**Extract to read**
↓↓↓

Bug 849621

Summary: file is coming back with 'LaTeX document text' instead of 'XML document text'
Product: Red Hat Enterprise Linux 6 Reporter: james.hn.sears
Component: fileAssignee: Jan Kaluža <jkaluza>
Status: CLOSED ERRATA QA Contact: Stanislav Zidek <szidek>
Severity: unspecified Docs Contact:
Priority: unspecified    
Version: 6.3CC: ksrot, szidek
Target Milestone: rc   
Target Release: ---   
Hardware: x86_64   
OS: Linux   
Whiteboard:
Fixed In Version: file-5.04-16.el6 Doc Type: Bug Fix
Doc Text:
Story Points: ---
Clone Of:
: 849641 (view as bug list) Environment:
Last Closed: 2014-10-14 08:29:06 UTC Type: Bug
Regression: --- Mount Type: ---
Documentation: --- CRM:
Verified Versions: Category: ---
oVirt Team: --- RHEL 7.3 requirements from Atomic Host:
Cloudforms Team: --- Target Upstream Version:
Embargoed:
Bug Depends On:    
Bug Blocks: 849641    
Attachments:
Description Flags
'LaTeX' example
none
proposed patch
none
a.xml none

Description james.hn.sears 2012-08-20 11:27:17 UTC
Created attachment 605678 [details]
'LaTeX' example

I've noticed that file is, possibly, coming back with the wrong mime type - I was expecting 'XML document text' but instead get 'LaTeX document text'.

Ubuntu - various releases - comes back with 'XML document text', why isn't 6.3?

I've attached an example that produces the 'wrong' response from file.

Comment 2 Jan Kaluža 2012-08-20 12:32:30 UTC
I think this is not valid XML:

<?version xml="1.0" encoding="UTF-8"?>

Proper DTD is:

<?xml version="1.0" encoding="UTF-8"?>

Although even with the proper header it doesn't work correctly, because it misdetecs "\chapter" as LaTeX command. Attached patch against file-5.11 fixes that.

Comment 3 Jan Kaluža 2012-08-20 12:33:01 UTC
Created attachment 605696 [details]
proposed patch

Comment 4 james.hn.sears 2012-08-20 14:07:52 UTC
Hi Jan - thank you for getting back to me so promptly.

I went into /usr/share/misc/magic, manuall patched, and rebuilt a .mgc file via: file -C -m 

Before I did this I ran file against the files that are producing this LaTex problem - I got 21 misdetecs.

After I manually applied the patch I got 1 misdetec.

I think the proposed patch needs a bit more work.

PS 
- apologies for typo in the first attachement on the metadataInfo element.
- my OS version is 2.6.32-279.5.1.el6.x86_64 if that helps.

Comment 5 Jan Kaluža 2012-08-20 14:20:05 UTC
Can you attach the file for which it's still broken?

Comment 6 james.hn.sears 2012-08-20 15:22:18 UTC
Created attachment 605721 [details]
a.xml

Hi Jan - I can't provide you with any original file; however by using vi I've managed to strip away our propietary information yet still keep what's causing 'file' to come out with the 'wrong' answer.

Put another way, when I use 'file' on the attached a.xml I get 'LaTeX' whether I use the defaul magic database or the one I patched (by following your instructions).

↑↑↑

**Work instructions**
a: According to the bug report, which version of file contains the fix?
b: Summarize the bug report in three sentences.

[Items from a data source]
↓↓↓

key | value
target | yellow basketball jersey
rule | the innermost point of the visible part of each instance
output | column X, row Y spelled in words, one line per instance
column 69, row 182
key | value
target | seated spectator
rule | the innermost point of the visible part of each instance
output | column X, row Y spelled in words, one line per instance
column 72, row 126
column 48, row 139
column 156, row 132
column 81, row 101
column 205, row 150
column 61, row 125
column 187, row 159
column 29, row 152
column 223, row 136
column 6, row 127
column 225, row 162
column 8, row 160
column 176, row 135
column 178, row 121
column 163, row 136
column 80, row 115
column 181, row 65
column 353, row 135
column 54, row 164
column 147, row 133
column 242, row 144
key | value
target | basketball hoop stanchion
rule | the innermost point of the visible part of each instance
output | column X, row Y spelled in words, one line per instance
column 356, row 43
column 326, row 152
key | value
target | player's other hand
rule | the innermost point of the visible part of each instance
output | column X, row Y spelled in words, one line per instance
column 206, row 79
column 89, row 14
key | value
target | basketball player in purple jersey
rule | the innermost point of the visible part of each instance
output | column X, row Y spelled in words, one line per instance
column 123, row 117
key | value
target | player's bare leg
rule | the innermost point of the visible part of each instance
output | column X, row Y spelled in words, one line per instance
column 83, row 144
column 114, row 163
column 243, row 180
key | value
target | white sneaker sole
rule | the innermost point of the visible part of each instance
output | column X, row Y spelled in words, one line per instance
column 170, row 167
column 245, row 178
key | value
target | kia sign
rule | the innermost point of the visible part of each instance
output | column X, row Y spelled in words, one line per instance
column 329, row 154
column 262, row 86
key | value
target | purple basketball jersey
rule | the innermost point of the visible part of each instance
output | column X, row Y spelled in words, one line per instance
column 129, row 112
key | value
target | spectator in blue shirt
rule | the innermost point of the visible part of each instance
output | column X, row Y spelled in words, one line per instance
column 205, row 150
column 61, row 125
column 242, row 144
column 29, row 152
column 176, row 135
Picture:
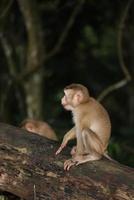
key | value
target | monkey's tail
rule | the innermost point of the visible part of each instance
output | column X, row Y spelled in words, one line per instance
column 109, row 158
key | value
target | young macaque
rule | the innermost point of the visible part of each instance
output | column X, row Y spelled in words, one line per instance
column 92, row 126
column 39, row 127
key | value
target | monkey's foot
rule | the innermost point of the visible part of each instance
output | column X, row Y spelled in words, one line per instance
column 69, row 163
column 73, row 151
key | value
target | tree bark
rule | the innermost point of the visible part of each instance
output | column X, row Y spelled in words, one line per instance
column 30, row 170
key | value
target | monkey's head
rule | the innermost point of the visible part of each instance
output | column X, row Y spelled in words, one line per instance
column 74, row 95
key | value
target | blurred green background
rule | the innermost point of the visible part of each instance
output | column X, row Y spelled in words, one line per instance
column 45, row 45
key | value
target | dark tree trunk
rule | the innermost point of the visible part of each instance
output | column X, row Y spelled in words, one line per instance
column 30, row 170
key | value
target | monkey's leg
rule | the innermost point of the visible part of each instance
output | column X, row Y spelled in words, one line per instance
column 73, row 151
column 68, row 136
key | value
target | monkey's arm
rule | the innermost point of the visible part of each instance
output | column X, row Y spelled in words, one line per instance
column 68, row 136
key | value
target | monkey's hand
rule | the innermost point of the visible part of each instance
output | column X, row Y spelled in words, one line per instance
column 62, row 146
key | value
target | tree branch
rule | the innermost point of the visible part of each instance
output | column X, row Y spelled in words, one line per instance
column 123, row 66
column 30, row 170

↑↑↑

**Answers to the exercises**
a: file-5.04-16.el6

b: The reporter found that file on Red Hat Enterprise Linux 6.3 identified an attached example as 'LaTeX document text' instead of the expected 'XML document text'. Jan Kaluža pointed out that the example's header was not valid XML, explained that "\chapter" was misdetected as a LaTeX command even with a proper header, and attached a proposed patch. After manually applying the patch, the reporter still got one misdetection and attached a.xml, which file continued to report as LaTeX with both the default and the patched magic database.